__Consigne__:
Rédigez la suite de la critique du film « Hostiles » à partir de sa dernière phrase.

__Extrait de page__:
—————

Pour Christian Bale d'autre part, qui m'avait déçu dans sa précédente tentative western ("3h10 pour Yuma") et que j'attendais au tournant, connaissant le talent du bonhomme et son potentiel comme "gueule" de l'Ouest Américain.
Force est de constater qu' "Hostiles" m'a agréablement surpris à plus d'un égard.
Sa réalisation, déjà. Je reprochais aux 2 précédents films de Cooper leur aspect "lissé", leur manque de profondeur visuelle empêchant l'immersion dans l'univers des films. Ici, la photographie, bien que soignée, laisse transparaître la violence et la crasse de ce far-west "hostile".
Les plans larges sont magnifiquement filmés, et Cooper n'a pas peur de délaisser l'action et les dialogues pour rendre hommage à ses paysages.
Et puis il y a les deux scènes d'ouverture se répondant parfaitement. Le massacre de la petite famille de fermiers par les comanches est magnifiquement mise en scène. La violence est réelle brute, filmée sans glamour ni complaisance. Le spectateur est littéralement scotché à son siège pendant toute la durée de la course-poursuite.
S'en suit une démonstration toute aussi cruelle de la violence des soldats Américains envers une famille indienne, traînée au sol et enfermée dans des cages comme des animaux.

—————

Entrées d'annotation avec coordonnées

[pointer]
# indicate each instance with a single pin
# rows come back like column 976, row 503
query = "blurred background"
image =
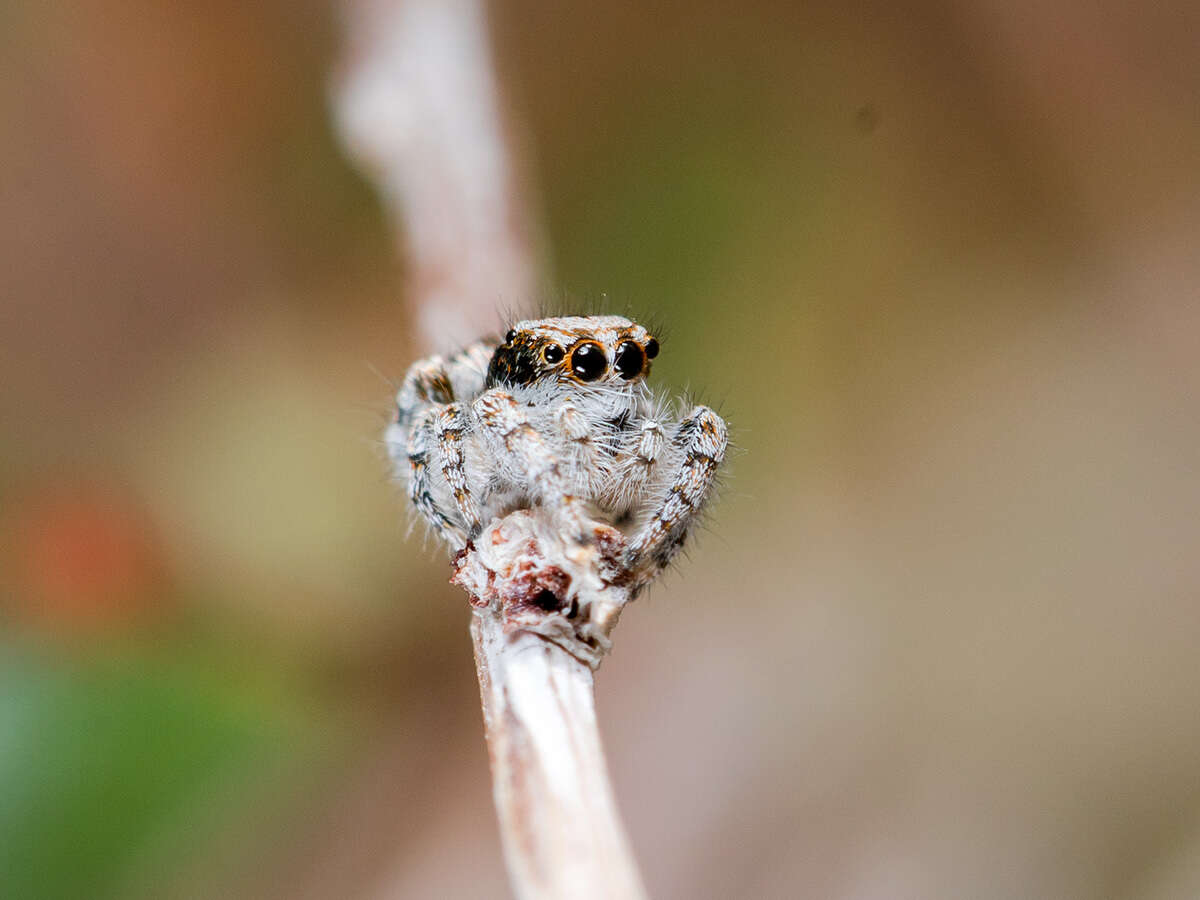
column 937, row 264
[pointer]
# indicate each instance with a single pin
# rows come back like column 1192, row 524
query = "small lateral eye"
column 629, row 360
column 588, row 363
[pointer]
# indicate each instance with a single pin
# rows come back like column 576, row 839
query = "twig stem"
column 558, row 820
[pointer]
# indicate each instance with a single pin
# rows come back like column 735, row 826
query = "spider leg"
column 529, row 457
column 425, row 383
column 702, row 439
column 450, row 430
column 640, row 467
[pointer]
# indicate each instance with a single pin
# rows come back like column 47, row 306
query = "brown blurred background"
column 937, row 263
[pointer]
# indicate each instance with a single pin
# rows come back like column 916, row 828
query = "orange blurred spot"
column 84, row 557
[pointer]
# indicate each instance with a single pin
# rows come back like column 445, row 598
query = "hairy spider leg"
column 421, row 443
column 702, row 438
column 450, row 429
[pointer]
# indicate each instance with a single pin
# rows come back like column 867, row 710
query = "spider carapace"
column 558, row 415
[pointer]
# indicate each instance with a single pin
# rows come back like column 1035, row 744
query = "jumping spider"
column 558, row 415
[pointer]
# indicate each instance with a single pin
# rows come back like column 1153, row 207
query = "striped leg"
column 450, row 429
column 423, row 442
column 702, row 438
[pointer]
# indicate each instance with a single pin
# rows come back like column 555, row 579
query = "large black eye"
column 588, row 363
column 629, row 360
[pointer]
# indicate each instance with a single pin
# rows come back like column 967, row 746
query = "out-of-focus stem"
column 417, row 106
column 562, row 834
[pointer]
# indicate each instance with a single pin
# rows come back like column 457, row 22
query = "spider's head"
column 573, row 351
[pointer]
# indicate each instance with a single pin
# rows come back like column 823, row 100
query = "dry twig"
column 417, row 106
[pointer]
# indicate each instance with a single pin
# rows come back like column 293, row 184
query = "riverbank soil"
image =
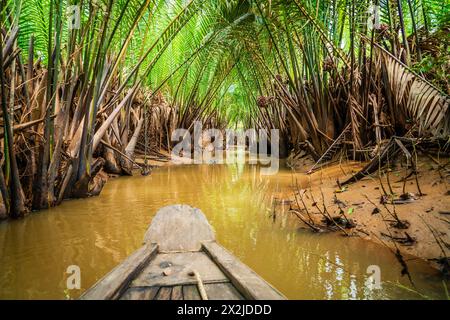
column 415, row 219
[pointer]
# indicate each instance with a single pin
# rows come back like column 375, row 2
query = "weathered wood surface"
column 140, row 293
column 174, row 269
column 191, row 293
column 180, row 257
column 222, row 291
column 179, row 228
column 248, row 283
column 112, row 285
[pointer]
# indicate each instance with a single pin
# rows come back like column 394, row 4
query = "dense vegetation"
column 78, row 102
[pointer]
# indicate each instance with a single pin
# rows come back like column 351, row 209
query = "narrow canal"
column 98, row 233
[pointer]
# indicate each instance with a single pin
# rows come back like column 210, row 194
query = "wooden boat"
column 180, row 260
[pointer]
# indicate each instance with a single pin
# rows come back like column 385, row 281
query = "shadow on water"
column 97, row 233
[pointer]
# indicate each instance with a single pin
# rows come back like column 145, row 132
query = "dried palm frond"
column 426, row 106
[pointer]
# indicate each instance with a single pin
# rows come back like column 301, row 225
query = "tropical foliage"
column 78, row 100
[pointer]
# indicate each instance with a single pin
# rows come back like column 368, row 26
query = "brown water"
column 98, row 233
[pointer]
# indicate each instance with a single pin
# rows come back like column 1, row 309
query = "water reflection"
column 98, row 233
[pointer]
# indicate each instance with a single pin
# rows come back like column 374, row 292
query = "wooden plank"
column 177, row 293
column 140, row 293
column 222, row 291
column 115, row 282
column 164, row 293
column 248, row 283
column 179, row 228
column 190, row 292
column 171, row 269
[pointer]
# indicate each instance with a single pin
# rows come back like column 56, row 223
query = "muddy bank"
column 415, row 220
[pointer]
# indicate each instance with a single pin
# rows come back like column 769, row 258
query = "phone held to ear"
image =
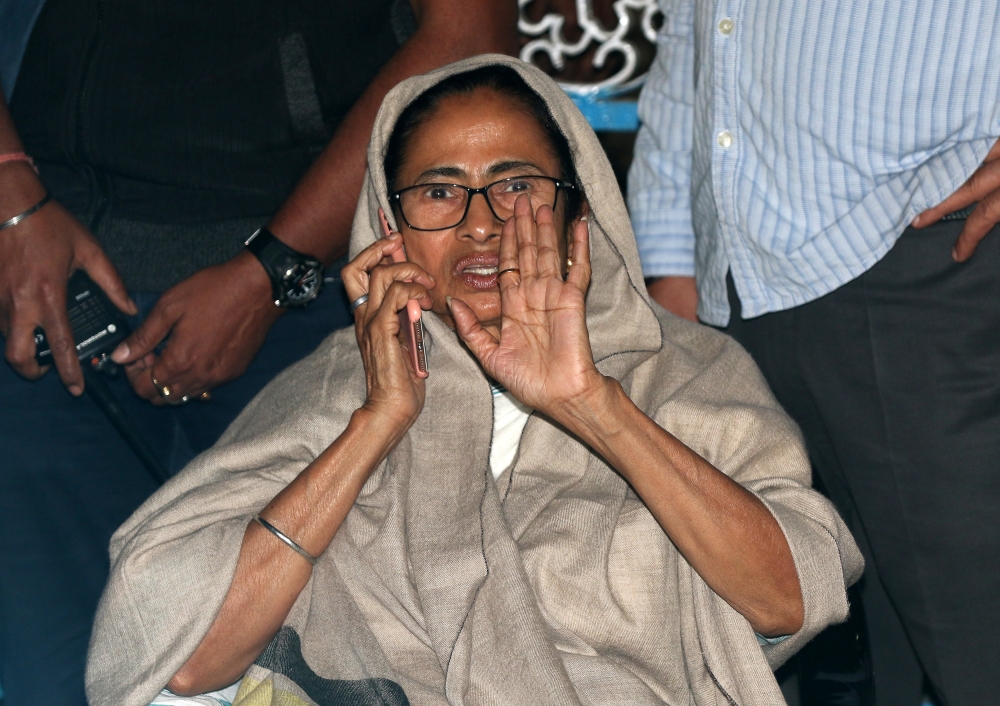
column 409, row 318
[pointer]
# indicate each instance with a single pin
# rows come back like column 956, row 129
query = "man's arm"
column 659, row 192
column 36, row 258
column 218, row 317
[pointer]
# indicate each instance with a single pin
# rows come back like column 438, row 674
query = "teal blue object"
column 606, row 115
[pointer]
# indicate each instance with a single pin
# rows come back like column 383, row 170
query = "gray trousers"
column 895, row 381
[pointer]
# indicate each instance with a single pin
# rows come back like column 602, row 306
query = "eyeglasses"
column 443, row 206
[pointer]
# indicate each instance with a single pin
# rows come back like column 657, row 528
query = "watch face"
column 301, row 283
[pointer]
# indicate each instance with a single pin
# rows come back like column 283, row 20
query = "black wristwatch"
column 295, row 278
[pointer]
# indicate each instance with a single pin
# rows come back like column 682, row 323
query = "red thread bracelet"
column 18, row 157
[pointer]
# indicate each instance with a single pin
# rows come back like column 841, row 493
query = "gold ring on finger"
column 164, row 390
column 358, row 302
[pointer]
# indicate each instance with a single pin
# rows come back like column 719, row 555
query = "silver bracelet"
column 24, row 214
column 286, row 539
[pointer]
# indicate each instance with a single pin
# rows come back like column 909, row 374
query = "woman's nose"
column 480, row 223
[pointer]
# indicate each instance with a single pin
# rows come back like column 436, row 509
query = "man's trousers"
column 895, row 380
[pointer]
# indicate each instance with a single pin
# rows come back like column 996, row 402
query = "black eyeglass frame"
column 470, row 192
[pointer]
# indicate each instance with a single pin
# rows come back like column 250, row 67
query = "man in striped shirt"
column 810, row 165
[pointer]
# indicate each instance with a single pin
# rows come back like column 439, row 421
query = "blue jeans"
column 68, row 480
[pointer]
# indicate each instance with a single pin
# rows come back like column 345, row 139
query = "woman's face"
column 472, row 140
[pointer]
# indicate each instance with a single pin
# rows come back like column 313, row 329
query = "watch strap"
column 276, row 258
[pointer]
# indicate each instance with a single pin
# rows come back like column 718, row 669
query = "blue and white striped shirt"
column 798, row 138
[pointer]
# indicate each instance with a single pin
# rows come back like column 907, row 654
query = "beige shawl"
column 552, row 585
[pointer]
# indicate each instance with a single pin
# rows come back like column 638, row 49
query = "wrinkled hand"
column 217, row 320
column 543, row 355
column 393, row 386
column 983, row 186
column 676, row 294
column 37, row 257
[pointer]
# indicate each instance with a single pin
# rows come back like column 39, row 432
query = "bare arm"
column 269, row 575
column 721, row 528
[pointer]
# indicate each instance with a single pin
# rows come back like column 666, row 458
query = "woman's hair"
column 508, row 83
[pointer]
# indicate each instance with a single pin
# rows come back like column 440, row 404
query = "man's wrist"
column 20, row 188
column 255, row 281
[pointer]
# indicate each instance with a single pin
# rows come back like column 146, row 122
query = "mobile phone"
column 98, row 326
column 410, row 317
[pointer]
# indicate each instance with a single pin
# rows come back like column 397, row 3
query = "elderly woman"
column 587, row 501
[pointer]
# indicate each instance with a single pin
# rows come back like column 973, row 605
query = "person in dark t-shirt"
column 167, row 134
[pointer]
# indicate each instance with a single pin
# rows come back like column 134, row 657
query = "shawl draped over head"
column 551, row 585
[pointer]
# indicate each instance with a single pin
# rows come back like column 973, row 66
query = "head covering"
column 553, row 584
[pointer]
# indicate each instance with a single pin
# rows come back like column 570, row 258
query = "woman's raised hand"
column 543, row 354
column 393, row 387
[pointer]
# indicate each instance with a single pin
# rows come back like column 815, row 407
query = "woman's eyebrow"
column 445, row 172
column 514, row 165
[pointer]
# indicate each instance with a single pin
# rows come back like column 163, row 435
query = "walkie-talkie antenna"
column 106, row 401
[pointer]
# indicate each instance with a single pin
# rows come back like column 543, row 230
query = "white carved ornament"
column 548, row 33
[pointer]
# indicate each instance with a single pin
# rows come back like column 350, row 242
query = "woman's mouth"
column 478, row 271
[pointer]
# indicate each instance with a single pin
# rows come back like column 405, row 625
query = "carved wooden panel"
column 590, row 46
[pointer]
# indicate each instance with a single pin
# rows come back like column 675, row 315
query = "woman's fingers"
column 356, row 273
column 547, row 244
column 480, row 341
column 525, row 227
column 508, row 257
column 383, row 277
column 579, row 271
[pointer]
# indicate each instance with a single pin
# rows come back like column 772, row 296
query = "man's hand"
column 217, row 320
column 678, row 295
column 982, row 187
column 37, row 257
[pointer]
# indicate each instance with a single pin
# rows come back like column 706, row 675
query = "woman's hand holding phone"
column 382, row 324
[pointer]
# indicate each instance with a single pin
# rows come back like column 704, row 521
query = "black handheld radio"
column 99, row 327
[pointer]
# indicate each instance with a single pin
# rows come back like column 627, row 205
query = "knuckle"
column 60, row 345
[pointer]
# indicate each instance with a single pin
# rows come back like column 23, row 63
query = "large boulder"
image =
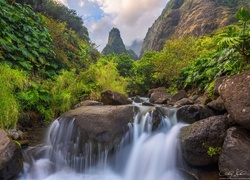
column 235, row 93
column 180, row 95
column 192, row 113
column 100, row 125
column 159, row 95
column 109, row 97
column 201, row 141
column 234, row 160
column 11, row 161
column 217, row 106
column 159, row 89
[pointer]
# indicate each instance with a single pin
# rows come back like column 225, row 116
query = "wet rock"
column 206, row 98
column 16, row 134
column 109, row 97
column 234, row 160
column 193, row 98
column 183, row 102
column 217, row 83
column 217, row 106
column 160, row 97
column 192, row 113
column 100, row 125
column 201, row 137
column 180, row 95
column 159, row 89
column 235, row 93
column 137, row 99
column 11, row 161
column 88, row 103
column 147, row 104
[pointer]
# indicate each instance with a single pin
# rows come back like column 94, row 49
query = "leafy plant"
column 238, row 36
column 11, row 82
column 24, row 40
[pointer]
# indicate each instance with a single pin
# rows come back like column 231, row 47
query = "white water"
column 142, row 155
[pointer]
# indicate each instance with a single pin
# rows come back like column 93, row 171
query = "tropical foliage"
column 47, row 64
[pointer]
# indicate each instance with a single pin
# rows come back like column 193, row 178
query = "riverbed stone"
column 192, row 113
column 178, row 96
column 160, row 97
column 109, row 97
column 199, row 139
column 159, row 89
column 235, row 93
column 103, row 125
column 234, row 161
column 217, row 106
column 11, row 161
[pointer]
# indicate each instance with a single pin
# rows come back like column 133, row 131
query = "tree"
column 238, row 36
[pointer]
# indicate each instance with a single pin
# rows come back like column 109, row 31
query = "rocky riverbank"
column 216, row 141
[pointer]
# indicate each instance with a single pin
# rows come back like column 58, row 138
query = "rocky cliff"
column 190, row 17
column 116, row 45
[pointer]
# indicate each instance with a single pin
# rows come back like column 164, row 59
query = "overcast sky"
column 131, row 17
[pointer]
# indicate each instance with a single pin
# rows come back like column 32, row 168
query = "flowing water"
column 143, row 154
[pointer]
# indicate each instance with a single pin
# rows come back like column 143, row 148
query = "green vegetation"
column 47, row 64
column 11, row 82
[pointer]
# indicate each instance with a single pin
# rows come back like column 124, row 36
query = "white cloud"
column 81, row 3
column 132, row 18
column 64, row 2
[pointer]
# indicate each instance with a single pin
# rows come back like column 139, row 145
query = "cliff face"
column 190, row 18
column 116, row 45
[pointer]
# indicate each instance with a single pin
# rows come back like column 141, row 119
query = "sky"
column 131, row 17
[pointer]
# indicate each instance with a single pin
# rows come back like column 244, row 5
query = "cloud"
column 64, row 2
column 132, row 18
column 81, row 3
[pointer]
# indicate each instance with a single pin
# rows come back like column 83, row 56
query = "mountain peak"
column 115, row 43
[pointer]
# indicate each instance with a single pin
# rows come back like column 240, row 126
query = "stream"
column 143, row 153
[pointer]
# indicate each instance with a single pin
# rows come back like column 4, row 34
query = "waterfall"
column 145, row 152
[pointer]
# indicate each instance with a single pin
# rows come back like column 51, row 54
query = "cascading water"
column 145, row 153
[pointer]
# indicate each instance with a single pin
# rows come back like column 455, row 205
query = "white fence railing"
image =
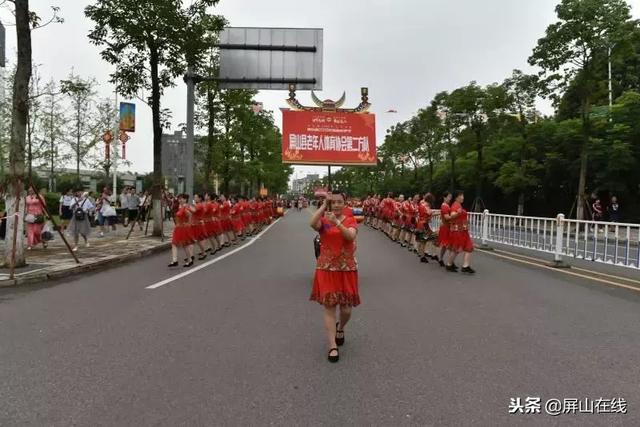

—————

__Corrigé__:
D'ailleurs, toutes les scènes d'action (la première attaque des comanches, notamment) sont filmées avec un brio et une intensité rares.
Le ton est donné. "Hostiles" sera un anti-western, sans héros, sans actes de bravoure. Seule la violence et le désespoir, l'incompréhension et l'incommunicabilité habiteront les protagonistes et... ah bah non, en fait.
Car si le film démarre sur des chapeaux de roue et promet un road trip sauvage, réaliste et sans concessions, le spectateur déchante rapidement.
Au contact de son prisonnier, le chef Yellow-Hawk, notre (anti?)héros (Christian Bale), d'abord haineux envers les natifs américains (le premier dialogue entre son supérieur et lui sur la question est d'ailleurs assez jouissif) du fait de ses combats passés, se transforme progressivement en un ferveur défenseur des droits et des traditions de ses anciens ennemis.
Admettons. Pourquoi pas? Le problème c'est que c'est mal amené.
Pourtant, le sous-texte du film est assez intéressant. Le protagoniste se rend-compte que ses anciens amis ayant servi dans l'armée sont tout aussi brisés que lui, et que seul l'acceptation de la modernité, d'une possible réconciliation avec les indiens, lui offrira une chance de s'en sortir, au lieu de suicider ou de finir fou meurtrier.
Sauf que, dans les faits, le retournement du héros, sa progression psychologique, ne sont pas cohérents.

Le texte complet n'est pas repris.